>> start
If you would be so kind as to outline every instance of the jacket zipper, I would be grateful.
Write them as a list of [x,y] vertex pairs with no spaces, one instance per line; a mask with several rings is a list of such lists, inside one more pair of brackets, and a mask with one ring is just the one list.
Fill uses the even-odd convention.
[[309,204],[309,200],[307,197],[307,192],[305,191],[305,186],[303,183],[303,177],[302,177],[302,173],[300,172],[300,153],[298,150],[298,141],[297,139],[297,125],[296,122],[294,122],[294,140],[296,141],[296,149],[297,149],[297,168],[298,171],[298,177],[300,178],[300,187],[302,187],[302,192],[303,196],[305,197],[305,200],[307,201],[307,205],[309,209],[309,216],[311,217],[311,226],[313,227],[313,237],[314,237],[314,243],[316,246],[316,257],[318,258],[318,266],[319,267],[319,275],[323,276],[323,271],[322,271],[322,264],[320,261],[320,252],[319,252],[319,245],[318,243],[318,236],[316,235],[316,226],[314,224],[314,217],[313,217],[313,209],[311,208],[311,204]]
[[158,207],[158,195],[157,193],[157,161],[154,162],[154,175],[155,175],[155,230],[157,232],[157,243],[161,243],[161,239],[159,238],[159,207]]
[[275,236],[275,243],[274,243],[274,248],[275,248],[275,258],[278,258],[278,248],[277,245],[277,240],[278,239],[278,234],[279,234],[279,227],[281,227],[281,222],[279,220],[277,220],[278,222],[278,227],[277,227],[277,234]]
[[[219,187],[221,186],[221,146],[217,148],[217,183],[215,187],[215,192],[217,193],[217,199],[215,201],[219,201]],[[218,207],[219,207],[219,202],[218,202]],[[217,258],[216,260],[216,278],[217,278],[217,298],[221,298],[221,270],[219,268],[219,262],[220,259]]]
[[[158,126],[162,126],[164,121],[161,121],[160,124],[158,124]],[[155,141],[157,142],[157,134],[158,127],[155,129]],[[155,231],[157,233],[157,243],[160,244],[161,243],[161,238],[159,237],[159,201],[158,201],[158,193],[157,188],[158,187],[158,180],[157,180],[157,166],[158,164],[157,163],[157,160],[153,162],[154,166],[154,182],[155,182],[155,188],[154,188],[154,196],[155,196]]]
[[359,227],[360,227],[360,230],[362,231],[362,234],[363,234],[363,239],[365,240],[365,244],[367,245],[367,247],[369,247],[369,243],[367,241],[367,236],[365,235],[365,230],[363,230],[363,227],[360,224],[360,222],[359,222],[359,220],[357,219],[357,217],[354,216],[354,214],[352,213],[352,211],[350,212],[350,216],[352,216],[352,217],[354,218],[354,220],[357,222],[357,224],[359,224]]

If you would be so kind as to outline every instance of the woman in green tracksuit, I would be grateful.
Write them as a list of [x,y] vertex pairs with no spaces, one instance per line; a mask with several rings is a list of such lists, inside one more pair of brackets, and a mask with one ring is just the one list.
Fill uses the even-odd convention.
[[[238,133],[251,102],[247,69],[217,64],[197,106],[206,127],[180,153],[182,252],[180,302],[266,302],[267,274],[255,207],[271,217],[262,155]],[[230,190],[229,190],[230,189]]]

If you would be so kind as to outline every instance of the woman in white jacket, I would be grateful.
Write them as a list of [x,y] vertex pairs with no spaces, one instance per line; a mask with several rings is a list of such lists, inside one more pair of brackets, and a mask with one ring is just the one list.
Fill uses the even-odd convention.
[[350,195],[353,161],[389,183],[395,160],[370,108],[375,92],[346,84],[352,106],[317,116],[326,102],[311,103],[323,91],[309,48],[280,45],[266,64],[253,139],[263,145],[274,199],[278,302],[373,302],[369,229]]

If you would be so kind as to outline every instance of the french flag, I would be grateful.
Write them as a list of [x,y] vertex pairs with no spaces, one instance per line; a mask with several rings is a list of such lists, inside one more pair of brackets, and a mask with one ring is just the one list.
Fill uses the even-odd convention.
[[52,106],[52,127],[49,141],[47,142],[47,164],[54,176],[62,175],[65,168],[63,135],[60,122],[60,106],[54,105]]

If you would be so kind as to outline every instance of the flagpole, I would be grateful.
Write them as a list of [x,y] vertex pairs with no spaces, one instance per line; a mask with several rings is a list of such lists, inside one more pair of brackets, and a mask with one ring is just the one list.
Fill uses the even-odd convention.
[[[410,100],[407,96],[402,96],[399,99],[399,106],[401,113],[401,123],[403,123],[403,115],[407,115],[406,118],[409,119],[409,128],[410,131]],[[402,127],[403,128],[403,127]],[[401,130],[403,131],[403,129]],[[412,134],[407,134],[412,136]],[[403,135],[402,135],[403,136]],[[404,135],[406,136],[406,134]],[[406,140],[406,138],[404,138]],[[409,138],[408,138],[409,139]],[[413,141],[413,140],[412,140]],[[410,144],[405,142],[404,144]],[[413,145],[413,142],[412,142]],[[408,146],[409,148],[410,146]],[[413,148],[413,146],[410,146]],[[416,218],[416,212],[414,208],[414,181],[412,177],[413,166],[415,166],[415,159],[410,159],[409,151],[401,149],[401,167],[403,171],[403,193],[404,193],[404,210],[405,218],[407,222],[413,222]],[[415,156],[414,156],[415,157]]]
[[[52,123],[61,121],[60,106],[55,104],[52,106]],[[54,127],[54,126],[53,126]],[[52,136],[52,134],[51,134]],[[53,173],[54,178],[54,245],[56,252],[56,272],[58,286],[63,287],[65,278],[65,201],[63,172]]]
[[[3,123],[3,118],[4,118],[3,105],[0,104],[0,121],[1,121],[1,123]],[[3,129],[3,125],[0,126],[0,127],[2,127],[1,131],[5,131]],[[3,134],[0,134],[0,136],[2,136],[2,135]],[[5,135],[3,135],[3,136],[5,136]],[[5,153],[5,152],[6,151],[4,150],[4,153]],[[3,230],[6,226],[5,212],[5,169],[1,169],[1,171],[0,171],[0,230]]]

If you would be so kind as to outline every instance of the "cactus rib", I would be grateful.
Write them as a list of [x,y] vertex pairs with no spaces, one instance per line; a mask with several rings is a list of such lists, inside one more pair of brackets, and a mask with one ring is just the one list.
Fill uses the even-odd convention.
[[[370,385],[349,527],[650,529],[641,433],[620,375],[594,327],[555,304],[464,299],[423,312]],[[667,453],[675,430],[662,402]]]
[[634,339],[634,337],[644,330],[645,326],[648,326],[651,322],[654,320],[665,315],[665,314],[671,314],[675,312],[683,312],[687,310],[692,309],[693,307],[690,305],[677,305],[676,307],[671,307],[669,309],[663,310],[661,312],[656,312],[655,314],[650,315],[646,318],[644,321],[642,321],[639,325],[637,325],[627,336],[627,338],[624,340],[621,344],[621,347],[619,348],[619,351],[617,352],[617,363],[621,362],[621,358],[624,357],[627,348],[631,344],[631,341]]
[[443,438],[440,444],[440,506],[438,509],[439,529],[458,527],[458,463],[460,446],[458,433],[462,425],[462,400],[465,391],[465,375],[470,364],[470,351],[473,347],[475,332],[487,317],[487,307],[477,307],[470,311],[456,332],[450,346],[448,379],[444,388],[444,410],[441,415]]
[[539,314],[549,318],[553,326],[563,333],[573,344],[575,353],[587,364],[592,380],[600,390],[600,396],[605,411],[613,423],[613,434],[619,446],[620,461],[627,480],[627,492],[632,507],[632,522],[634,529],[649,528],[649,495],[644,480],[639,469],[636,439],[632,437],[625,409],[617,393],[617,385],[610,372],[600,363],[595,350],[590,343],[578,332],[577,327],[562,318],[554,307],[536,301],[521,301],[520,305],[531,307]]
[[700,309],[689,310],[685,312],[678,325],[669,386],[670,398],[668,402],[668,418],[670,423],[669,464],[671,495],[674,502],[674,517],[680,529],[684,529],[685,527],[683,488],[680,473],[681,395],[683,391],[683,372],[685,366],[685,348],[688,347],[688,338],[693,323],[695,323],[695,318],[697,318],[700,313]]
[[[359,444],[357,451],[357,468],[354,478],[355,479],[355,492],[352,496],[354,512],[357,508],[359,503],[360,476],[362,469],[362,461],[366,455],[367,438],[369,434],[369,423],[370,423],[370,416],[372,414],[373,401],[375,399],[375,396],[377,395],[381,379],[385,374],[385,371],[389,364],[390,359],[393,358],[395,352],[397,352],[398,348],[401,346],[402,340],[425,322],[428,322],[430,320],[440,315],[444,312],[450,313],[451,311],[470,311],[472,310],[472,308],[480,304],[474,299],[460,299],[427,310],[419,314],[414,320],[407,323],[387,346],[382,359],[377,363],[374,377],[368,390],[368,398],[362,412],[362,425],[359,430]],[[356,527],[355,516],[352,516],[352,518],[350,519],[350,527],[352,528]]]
>> end
▶ Exercise details: Please return every line of the items above that contains the word "woman", treating uppercase and lowercase as different.

▶ Written reply:
If you would be so kind as to outline every instance of the woman in green tracksuit, I would be grateful.
If you would be so kind as to outline every instance of the woman in white jacket, I would be grateful.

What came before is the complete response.